Problem to solve
Scan the lines below for the word "crane". Copy each line you find it in.

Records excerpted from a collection

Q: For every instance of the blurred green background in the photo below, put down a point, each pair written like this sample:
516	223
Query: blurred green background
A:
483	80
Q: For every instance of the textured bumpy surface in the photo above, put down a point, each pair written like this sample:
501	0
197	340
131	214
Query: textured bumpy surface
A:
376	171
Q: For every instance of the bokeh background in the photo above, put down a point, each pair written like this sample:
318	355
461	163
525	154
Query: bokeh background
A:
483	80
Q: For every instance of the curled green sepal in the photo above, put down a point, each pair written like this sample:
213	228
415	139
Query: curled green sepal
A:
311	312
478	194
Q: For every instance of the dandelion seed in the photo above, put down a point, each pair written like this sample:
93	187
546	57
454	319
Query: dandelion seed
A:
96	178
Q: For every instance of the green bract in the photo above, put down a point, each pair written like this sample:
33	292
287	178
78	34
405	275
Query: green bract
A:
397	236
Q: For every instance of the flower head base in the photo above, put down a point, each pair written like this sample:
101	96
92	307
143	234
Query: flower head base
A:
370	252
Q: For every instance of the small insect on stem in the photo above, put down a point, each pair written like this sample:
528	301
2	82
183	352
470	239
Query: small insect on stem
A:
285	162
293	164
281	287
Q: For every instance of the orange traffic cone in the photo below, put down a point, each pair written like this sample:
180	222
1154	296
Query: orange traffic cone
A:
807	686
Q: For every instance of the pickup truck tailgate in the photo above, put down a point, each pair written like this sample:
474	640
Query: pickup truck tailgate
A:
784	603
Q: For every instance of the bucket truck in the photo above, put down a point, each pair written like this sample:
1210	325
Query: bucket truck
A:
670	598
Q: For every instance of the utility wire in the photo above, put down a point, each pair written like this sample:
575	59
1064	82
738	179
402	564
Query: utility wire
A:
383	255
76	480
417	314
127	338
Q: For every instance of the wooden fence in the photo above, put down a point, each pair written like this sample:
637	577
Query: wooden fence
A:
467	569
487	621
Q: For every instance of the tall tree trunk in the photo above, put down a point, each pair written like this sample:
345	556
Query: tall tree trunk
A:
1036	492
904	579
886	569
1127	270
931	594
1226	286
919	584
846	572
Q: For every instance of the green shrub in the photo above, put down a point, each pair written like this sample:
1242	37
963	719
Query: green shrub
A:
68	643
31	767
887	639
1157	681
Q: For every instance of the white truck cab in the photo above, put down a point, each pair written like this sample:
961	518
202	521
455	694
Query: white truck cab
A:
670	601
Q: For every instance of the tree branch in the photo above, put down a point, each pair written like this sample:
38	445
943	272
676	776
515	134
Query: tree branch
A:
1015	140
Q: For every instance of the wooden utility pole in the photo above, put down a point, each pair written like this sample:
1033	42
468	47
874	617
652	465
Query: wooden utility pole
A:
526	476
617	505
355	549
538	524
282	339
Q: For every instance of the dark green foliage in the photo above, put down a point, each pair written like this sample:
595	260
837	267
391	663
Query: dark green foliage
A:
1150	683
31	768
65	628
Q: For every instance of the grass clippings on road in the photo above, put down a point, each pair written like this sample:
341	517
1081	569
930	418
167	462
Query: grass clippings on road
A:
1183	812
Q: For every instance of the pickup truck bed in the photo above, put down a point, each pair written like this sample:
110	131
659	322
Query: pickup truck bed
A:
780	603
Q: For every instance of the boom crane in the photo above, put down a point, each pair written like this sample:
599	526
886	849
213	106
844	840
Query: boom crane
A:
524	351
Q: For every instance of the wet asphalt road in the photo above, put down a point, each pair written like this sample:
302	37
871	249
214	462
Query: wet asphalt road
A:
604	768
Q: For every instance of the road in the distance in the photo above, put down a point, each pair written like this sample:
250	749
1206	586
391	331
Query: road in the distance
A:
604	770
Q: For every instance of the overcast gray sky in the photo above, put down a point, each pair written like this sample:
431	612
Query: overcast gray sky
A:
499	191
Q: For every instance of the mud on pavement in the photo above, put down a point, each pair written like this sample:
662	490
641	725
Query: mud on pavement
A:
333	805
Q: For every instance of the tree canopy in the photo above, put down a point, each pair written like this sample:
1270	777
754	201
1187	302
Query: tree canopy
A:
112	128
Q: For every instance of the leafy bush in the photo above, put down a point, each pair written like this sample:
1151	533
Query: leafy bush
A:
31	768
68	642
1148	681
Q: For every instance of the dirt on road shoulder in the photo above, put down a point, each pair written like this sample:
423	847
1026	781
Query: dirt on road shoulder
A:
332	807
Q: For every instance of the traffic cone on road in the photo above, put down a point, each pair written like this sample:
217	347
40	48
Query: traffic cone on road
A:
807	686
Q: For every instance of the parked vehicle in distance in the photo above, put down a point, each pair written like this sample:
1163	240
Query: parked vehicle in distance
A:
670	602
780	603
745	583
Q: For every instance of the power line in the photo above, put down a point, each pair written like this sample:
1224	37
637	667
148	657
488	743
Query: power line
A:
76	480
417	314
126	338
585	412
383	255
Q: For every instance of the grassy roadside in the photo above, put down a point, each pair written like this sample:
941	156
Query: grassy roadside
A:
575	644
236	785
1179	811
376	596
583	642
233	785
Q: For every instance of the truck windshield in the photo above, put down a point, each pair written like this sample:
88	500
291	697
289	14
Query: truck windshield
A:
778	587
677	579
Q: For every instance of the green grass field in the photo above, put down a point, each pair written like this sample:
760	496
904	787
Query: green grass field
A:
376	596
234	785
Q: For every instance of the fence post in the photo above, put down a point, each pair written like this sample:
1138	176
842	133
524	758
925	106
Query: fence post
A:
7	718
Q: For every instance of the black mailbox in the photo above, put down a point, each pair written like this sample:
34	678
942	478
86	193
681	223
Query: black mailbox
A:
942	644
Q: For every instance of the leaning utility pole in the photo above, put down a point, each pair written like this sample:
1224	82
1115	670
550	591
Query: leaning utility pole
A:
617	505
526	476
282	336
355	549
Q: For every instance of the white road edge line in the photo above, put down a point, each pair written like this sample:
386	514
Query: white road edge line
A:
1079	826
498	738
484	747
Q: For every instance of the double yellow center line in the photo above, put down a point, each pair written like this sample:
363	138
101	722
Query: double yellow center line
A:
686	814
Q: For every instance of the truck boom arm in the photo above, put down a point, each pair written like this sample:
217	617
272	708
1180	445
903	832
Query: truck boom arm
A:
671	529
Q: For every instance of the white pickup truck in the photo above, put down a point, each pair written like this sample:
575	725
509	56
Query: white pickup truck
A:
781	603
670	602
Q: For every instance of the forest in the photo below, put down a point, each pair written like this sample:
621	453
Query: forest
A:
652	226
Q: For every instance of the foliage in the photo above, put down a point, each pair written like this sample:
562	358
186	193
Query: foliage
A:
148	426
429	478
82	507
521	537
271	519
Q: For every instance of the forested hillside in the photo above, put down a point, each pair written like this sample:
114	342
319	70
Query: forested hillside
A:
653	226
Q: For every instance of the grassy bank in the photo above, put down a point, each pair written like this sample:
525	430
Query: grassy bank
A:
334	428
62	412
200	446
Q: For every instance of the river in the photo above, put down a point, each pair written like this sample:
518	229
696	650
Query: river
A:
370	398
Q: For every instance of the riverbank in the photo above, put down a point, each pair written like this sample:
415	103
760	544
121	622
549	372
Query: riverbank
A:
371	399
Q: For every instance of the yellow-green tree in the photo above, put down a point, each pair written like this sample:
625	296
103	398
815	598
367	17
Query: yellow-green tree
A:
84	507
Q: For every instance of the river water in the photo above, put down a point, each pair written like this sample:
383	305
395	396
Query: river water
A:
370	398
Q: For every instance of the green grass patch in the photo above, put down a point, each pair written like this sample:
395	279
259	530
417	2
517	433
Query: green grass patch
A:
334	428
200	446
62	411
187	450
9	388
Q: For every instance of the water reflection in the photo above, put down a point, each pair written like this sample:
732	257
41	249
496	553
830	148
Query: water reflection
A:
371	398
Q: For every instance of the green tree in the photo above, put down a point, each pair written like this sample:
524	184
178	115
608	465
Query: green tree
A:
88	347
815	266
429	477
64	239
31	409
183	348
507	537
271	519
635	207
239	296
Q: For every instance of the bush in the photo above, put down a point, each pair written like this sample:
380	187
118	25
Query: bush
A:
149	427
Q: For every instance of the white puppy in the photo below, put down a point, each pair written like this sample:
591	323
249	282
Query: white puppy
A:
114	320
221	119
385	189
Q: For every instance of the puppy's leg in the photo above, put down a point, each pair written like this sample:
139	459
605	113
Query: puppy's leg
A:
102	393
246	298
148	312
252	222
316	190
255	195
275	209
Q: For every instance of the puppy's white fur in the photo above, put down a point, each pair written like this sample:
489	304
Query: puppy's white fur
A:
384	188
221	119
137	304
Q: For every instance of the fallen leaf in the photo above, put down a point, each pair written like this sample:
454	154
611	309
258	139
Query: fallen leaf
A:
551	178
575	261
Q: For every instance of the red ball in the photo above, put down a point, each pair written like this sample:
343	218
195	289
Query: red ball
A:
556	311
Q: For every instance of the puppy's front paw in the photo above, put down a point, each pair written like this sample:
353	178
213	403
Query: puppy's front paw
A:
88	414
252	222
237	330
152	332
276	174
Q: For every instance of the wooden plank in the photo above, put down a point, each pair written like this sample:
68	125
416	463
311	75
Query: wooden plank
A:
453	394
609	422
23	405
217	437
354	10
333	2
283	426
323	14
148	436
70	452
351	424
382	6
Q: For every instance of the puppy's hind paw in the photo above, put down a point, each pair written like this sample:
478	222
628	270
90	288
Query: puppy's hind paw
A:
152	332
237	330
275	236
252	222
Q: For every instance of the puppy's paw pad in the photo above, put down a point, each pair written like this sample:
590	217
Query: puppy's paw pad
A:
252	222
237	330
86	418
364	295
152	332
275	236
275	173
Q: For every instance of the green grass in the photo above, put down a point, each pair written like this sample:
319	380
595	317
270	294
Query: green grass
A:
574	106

Task solution
Q: For every instance of the boom crane in the photo above, put down a point, each pair written like this sample:
Query: boom crane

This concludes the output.